What you have to do:
Nothing in the data may be altered; restate all of it exactly.
===== Task data =====
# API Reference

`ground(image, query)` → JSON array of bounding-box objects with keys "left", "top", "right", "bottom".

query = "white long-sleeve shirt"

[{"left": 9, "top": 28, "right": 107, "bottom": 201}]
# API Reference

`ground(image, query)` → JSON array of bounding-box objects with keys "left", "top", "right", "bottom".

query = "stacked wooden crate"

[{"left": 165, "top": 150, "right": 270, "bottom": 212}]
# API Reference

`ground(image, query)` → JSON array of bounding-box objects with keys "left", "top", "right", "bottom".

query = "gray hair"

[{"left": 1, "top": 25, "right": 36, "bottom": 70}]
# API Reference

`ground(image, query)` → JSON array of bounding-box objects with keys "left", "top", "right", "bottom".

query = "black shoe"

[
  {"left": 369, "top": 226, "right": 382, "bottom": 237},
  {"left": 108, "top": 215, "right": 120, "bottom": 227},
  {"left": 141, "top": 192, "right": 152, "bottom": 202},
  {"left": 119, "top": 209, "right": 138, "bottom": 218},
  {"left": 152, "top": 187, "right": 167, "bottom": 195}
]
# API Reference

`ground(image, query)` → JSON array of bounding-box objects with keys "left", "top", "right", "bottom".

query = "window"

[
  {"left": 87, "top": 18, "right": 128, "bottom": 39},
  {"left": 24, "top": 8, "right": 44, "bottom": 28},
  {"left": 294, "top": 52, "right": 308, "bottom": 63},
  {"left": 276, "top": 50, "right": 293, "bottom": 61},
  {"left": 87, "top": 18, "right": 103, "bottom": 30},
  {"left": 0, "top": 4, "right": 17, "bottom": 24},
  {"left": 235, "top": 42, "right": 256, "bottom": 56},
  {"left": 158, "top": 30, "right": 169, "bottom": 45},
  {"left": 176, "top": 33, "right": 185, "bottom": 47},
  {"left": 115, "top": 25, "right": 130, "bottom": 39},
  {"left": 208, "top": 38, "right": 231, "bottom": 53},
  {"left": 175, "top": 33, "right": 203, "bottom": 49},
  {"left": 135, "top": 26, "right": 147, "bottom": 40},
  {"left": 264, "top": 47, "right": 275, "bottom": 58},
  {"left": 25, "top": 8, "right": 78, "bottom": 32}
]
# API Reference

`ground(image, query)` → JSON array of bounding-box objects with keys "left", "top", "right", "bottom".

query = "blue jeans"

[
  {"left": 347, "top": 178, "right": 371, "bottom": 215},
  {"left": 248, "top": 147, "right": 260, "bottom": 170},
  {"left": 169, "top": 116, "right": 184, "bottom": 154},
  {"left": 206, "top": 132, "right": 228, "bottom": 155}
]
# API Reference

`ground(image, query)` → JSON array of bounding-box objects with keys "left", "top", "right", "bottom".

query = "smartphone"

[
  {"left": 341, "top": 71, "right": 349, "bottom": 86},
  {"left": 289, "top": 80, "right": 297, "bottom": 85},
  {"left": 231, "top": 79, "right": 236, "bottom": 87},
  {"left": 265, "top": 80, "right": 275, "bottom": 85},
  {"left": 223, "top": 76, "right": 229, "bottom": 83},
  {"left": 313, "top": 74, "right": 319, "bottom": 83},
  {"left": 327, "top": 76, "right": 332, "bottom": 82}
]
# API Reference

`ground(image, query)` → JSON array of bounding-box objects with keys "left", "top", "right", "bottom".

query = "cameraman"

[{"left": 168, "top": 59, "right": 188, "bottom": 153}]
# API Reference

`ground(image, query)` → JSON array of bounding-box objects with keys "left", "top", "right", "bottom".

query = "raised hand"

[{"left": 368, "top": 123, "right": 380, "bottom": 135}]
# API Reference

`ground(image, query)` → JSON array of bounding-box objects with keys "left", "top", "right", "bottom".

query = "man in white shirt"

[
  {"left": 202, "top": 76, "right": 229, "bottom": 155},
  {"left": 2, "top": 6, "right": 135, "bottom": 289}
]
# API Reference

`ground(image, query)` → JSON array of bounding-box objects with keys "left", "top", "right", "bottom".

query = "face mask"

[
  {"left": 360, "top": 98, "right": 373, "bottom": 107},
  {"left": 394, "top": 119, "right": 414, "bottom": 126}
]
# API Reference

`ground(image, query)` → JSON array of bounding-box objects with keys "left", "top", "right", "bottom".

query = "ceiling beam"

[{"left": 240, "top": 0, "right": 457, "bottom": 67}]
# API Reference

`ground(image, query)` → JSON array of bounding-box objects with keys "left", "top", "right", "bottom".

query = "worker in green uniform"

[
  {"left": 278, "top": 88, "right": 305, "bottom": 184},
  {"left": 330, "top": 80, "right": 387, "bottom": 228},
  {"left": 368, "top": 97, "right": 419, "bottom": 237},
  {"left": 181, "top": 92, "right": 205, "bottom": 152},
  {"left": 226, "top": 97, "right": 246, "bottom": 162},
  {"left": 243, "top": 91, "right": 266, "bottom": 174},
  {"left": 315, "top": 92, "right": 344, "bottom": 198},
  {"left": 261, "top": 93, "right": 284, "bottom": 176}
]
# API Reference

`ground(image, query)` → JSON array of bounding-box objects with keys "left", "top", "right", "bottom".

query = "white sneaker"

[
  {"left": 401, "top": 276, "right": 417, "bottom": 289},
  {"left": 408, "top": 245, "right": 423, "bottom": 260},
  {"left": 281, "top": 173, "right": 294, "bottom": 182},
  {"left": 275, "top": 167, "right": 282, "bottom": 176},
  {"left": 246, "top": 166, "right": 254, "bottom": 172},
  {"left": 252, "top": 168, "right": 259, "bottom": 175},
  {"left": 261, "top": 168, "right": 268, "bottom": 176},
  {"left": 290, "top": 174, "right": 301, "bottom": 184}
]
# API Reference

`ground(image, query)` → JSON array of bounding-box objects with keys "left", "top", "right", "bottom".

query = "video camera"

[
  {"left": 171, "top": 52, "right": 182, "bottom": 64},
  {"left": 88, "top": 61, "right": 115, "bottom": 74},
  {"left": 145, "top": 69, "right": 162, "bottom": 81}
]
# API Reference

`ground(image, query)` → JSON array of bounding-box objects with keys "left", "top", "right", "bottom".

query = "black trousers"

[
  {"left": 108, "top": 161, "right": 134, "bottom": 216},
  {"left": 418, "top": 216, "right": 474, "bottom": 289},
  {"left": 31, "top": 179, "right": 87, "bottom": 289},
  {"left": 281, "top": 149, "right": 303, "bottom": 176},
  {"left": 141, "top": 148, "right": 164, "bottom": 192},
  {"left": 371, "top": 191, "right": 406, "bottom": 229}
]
=====
Answer box:
# API Reference

`ground(image, query)` → JSON array of bounding-box objects with keys "left", "top", "right", "bottom".

query = "white long-sleeve shirt"

[{"left": 9, "top": 28, "right": 107, "bottom": 201}]
# API Reference

`ground(image, query)` → JSON array of bounding-box objects with keys "left", "top", "right", "bottom".

query = "stacked wooden crate"

[{"left": 165, "top": 150, "right": 270, "bottom": 212}]
# API Reference

`ground(image, query)` → JSON array of bounding-box objects with keys "left", "top", "right", "bottom".

query = "gray hair"

[{"left": 1, "top": 25, "right": 36, "bottom": 70}]
# API Reference

`ground(image, query)` → JSON array of bounding-box objects with keys "left", "top", "right", "bottom".

query = "black shoe"

[
  {"left": 369, "top": 226, "right": 382, "bottom": 237},
  {"left": 108, "top": 215, "right": 120, "bottom": 227},
  {"left": 141, "top": 192, "right": 152, "bottom": 202},
  {"left": 119, "top": 209, "right": 138, "bottom": 218},
  {"left": 152, "top": 187, "right": 167, "bottom": 195}
]
# API Reference

`ground(image, query)` → JSON array of bounding-box objects with keys "left", "top", "right", "bottom".

query = "window"

[
  {"left": 87, "top": 18, "right": 128, "bottom": 39},
  {"left": 24, "top": 8, "right": 44, "bottom": 28},
  {"left": 294, "top": 52, "right": 308, "bottom": 63},
  {"left": 276, "top": 50, "right": 293, "bottom": 61},
  {"left": 87, "top": 18, "right": 103, "bottom": 30},
  {"left": 0, "top": 4, "right": 17, "bottom": 24},
  {"left": 235, "top": 42, "right": 256, "bottom": 56},
  {"left": 158, "top": 30, "right": 169, "bottom": 45},
  {"left": 176, "top": 33, "right": 185, "bottom": 47},
  {"left": 115, "top": 25, "right": 130, "bottom": 39},
  {"left": 208, "top": 38, "right": 231, "bottom": 53},
  {"left": 175, "top": 33, "right": 203, "bottom": 49},
  {"left": 135, "top": 26, "right": 147, "bottom": 40},
  {"left": 264, "top": 47, "right": 275, "bottom": 58},
  {"left": 25, "top": 8, "right": 78, "bottom": 32}
]
# API Reference

`ground(image, query)` → JSON array of bounding-box objects with keys "left", "top", "right", "bottom".

query = "blue jeans"

[
  {"left": 347, "top": 178, "right": 371, "bottom": 215},
  {"left": 248, "top": 147, "right": 260, "bottom": 170},
  {"left": 169, "top": 116, "right": 184, "bottom": 154},
  {"left": 206, "top": 132, "right": 228, "bottom": 155}
]
# API Reference

`ground(image, query)` → JSON array of bounding-box objects with keys "left", "top", "right", "bottom".

query = "smartphone"

[
  {"left": 341, "top": 71, "right": 349, "bottom": 86},
  {"left": 289, "top": 80, "right": 297, "bottom": 85},
  {"left": 231, "top": 79, "right": 236, "bottom": 87},
  {"left": 265, "top": 80, "right": 275, "bottom": 85},
  {"left": 223, "top": 76, "right": 229, "bottom": 83},
  {"left": 313, "top": 74, "right": 319, "bottom": 83},
  {"left": 327, "top": 76, "right": 332, "bottom": 82}
]
# API Reference

`ground(image, query)` → JSON array of bounding-box objects with keys "left", "top", "right", "bottom".

query = "cameraman"

[{"left": 168, "top": 59, "right": 188, "bottom": 153}]
# API Reference

`ground(image, query)` → JSON array of bounding-box objects with keys "left", "top", "right", "bottom".

query = "raised hand"

[{"left": 368, "top": 123, "right": 380, "bottom": 135}]
# API Reference

`ground(image, query)` → JSON array of bounding-box objects with keys "left", "top", "right", "bottom".

query = "man in white shirt"

[
  {"left": 202, "top": 76, "right": 229, "bottom": 155},
  {"left": 2, "top": 6, "right": 135, "bottom": 289}
]
# API Reference

`ground(image, query)` → JSON array of bounding-box objects with keys "left", "top", "right", "bottom".

query = "face mask"

[
  {"left": 360, "top": 98, "right": 373, "bottom": 107},
  {"left": 394, "top": 119, "right": 414, "bottom": 126}
]
# API Reference

`ground(image, query)` → JSON array of bounding-box objects with keys "left", "top", "right", "bottom".

query = "ceiling beam"

[{"left": 240, "top": 0, "right": 457, "bottom": 67}]
# API Reference

`ground(image, query)` → JSON array of bounding-box objects with keys "left", "top", "right", "bottom".

query = "worker in green uniform"

[
  {"left": 278, "top": 88, "right": 305, "bottom": 184},
  {"left": 330, "top": 80, "right": 387, "bottom": 228},
  {"left": 368, "top": 97, "right": 419, "bottom": 237},
  {"left": 181, "top": 92, "right": 205, "bottom": 152},
  {"left": 226, "top": 97, "right": 246, "bottom": 162},
  {"left": 243, "top": 91, "right": 266, "bottom": 174},
  {"left": 315, "top": 92, "right": 344, "bottom": 198},
  {"left": 261, "top": 93, "right": 284, "bottom": 176}
]
# API Reference

`ground(image, query)` → JSON array of bounding-box objects with keys "left", "top", "right", "bottom".

query = "white sneaker"

[
  {"left": 401, "top": 276, "right": 417, "bottom": 289},
  {"left": 408, "top": 245, "right": 423, "bottom": 260},
  {"left": 281, "top": 173, "right": 294, "bottom": 182},
  {"left": 275, "top": 167, "right": 282, "bottom": 176},
  {"left": 246, "top": 166, "right": 254, "bottom": 172},
  {"left": 252, "top": 168, "right": 259, "bottom": 175},
  {"left": 261, "top": 168, "right": 268, "bottom": 176},
  {"left": 290, "top": 174, "right": 301, "bottom": 184}
]
# API Reference

`ground(image, query)` → JSON array of bounding-box objects with keys "left", "top", "right", "bottom".

query = "video camera"

[
  {"left": 171, "top": 52, "right": 182, "bottom": 64},
  {"left": 88, "top": 61, "right": 115, "bottom": 74},
  {"left": 145, "top": 69, "right": 162, "bottom": 81}
]
# API Reference

`ground(image, query)` → JSON array of bounding-box objects with keys "left", "top", "right", "bottom".

query = "black trousers"

[
  {"left": 108, "top": 161, "right": 134, "bottom": 216},
  {"left": 418, "top": 216, "right": 474, "bottom": 289},
  {"left": 31, "top": 179, "right": 87, "bottom": 289},
  {"left": 281, "top": 149, "right": 303, "bottom": 176},
  {"left": 141, "top": 148, "right": 164, "bottom": 192},
  {"left": 371, "top": 191, "right": 406, "bottom": 229}
]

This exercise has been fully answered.